Work required
Copy the lines of the listing below word for word, starting at the line that contains "For the pointing benchmark, tag every instance of the stone wall" and ending at the last line of the listing, both included.

Provided data
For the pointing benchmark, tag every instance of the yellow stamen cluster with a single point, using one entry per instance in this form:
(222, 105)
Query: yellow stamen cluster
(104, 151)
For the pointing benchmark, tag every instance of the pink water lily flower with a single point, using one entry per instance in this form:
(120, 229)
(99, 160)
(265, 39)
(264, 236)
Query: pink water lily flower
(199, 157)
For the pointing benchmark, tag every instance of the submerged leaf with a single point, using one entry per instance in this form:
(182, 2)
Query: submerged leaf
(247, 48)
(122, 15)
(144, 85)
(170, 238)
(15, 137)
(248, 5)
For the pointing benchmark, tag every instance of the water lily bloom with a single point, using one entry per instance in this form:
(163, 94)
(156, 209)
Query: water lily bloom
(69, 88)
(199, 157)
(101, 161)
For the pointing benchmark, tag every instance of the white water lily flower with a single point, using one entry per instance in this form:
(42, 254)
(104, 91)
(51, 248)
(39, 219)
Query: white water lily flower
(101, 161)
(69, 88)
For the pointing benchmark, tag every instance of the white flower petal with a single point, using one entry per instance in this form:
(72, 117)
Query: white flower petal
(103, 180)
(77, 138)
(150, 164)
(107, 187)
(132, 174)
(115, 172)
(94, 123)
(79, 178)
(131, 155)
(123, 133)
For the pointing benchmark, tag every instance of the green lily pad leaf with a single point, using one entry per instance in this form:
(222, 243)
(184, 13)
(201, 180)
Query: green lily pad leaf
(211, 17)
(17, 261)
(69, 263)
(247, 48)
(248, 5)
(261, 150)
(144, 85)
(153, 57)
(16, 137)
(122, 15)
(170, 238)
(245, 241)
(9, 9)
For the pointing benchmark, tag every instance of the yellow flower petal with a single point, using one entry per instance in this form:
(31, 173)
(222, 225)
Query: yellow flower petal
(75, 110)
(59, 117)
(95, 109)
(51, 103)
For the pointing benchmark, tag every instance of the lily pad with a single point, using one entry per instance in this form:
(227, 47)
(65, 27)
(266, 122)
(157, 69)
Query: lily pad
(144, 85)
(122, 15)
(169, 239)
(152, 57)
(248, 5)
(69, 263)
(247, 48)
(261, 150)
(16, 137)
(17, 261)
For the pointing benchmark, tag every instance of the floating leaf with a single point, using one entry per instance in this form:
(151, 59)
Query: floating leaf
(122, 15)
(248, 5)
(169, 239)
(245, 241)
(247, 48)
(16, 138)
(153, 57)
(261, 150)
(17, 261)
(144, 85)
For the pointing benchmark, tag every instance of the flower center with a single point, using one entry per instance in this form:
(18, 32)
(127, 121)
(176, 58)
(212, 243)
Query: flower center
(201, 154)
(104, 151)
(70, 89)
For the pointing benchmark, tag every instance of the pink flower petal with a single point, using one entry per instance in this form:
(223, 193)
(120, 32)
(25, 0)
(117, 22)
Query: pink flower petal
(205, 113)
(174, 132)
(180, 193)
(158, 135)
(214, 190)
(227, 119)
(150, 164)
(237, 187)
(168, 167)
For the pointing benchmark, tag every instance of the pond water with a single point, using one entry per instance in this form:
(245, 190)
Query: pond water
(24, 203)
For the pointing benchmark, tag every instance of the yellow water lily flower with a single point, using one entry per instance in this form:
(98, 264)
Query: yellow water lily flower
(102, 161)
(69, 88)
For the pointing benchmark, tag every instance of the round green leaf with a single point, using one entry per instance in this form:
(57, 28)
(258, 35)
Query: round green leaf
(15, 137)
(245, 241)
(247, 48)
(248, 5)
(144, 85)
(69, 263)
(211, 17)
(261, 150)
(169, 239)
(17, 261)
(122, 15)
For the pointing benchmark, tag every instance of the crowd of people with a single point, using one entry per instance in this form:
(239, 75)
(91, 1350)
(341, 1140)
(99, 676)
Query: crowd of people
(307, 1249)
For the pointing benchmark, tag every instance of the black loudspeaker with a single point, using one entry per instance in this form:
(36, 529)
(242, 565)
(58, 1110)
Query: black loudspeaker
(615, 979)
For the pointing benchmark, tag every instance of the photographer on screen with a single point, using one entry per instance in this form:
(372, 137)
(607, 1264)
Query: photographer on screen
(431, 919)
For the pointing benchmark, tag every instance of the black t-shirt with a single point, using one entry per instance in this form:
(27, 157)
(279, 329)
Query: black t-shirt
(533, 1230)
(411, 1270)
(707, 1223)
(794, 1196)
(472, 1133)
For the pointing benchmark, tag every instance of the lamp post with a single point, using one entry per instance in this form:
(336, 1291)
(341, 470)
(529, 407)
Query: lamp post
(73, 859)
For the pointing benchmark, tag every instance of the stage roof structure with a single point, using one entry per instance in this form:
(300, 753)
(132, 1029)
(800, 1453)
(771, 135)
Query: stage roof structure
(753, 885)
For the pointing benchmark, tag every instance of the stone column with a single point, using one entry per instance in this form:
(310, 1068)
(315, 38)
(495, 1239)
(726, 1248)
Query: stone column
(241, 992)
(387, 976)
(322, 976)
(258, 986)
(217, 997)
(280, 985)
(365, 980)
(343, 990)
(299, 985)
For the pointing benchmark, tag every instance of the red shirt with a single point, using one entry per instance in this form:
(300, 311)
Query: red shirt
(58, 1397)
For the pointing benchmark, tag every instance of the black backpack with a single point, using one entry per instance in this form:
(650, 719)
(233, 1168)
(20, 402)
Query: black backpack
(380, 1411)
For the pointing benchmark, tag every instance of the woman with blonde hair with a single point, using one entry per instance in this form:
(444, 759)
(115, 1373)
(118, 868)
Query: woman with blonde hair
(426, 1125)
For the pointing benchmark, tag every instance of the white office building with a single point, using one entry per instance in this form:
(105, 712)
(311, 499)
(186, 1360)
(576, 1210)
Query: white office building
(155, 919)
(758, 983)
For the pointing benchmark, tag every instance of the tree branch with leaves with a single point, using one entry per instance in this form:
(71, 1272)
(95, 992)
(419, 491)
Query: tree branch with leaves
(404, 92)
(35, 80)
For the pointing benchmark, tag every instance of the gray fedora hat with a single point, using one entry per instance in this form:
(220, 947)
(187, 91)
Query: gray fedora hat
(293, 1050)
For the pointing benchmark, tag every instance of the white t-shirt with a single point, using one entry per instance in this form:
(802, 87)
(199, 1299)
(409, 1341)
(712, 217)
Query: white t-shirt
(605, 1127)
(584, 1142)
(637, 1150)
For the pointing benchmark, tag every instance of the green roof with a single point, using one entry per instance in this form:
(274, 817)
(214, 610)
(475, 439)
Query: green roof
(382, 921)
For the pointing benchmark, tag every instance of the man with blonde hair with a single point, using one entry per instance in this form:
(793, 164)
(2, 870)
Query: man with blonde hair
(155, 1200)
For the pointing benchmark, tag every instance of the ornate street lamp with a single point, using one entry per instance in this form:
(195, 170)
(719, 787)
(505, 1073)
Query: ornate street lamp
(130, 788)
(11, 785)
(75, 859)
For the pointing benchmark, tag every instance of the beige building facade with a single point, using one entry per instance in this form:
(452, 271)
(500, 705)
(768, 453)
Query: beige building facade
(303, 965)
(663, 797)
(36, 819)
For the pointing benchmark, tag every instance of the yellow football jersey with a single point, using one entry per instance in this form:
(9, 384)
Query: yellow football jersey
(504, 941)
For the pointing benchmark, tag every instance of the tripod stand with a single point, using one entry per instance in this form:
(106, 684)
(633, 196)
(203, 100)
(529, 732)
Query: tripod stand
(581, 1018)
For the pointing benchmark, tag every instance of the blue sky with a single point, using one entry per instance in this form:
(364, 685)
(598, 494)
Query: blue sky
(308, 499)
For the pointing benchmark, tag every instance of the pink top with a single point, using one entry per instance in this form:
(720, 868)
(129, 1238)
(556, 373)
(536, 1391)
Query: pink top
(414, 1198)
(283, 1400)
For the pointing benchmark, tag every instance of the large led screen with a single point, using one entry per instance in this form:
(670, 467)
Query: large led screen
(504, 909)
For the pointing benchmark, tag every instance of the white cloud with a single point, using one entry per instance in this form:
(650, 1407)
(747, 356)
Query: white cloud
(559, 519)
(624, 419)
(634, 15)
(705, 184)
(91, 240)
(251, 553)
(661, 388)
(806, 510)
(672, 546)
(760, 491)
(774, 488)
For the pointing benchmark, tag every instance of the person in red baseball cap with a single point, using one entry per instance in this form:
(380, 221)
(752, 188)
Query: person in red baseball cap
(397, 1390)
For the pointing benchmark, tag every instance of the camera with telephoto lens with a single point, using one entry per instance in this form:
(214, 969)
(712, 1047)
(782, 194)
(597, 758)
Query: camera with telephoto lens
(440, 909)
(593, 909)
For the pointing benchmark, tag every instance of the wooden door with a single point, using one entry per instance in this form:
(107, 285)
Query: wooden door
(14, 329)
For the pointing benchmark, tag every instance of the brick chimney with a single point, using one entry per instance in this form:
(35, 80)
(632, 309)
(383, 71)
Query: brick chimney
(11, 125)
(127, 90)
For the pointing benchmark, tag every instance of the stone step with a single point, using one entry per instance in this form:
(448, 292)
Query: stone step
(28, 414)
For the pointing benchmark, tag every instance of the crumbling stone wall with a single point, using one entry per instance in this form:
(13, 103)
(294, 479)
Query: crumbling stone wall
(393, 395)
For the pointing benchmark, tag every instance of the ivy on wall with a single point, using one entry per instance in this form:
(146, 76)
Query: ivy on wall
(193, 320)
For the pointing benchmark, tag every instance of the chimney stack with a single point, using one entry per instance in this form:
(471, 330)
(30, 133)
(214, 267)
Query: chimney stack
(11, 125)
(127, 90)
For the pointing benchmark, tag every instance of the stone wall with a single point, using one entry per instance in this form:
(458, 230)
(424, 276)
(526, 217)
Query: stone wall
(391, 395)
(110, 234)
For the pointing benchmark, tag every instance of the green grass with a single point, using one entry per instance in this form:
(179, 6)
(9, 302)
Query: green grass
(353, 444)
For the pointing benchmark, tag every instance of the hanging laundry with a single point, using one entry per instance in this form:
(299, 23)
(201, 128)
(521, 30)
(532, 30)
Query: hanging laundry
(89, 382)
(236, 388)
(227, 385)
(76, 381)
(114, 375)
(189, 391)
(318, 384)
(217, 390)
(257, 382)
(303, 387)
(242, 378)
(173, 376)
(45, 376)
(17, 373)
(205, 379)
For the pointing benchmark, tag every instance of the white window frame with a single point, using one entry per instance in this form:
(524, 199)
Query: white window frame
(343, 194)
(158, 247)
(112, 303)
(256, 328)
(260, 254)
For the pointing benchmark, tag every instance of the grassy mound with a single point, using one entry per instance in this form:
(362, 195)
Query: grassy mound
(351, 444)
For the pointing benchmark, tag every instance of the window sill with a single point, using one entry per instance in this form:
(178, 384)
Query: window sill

Result of this task
For the pointing benchmark, tag every instance of the stone wall with a single point, using one entry per instance in this form:
(458, 230)
(424, 276)
(526, 217)
Query: stone wall
(391, 395)
(110, 234)
For the pointing benchmark, tag every instance of the green grass with a single point, using one entry per instance in this form:
(179, 6)
(9, 302)
Query: green grass
(353, 444)
For the pointing benchmark, tag every instance of the hanging laundry with a single point, using one entry per instance in this form:
(299, 23)
(201, 128)
(521, 30)
(532, 30)
Query: hanging laundry
(89, 382)
(236, 388)
(227, 385)
(76, 381)
(114, 375)
(189, 391)
(318, 384)
(217, 390)
(257, 382)
(303, 387)
(242, 378)
(173, 376)
(45, 376)
(17, 373)
(205, 379)
For the pointing benchmark, tag every instance of the white window frame with a single point, using one entry per instance in this form:
(524, 199)
Query: white window frame
(343, 194)
(158, 247)
(112, 303)
(256, 328)
(260, 254)
For the pointing benchmark, tag every instance of the grassy mound with a single point, using one entry per instance in this form:
(362, 195)
Query: grassy mound
(351, 444)
For the pointing benchmark, tag every instance of the window sill with a single point, using one entry per instance in this form:
(178, 384)
Query: window sill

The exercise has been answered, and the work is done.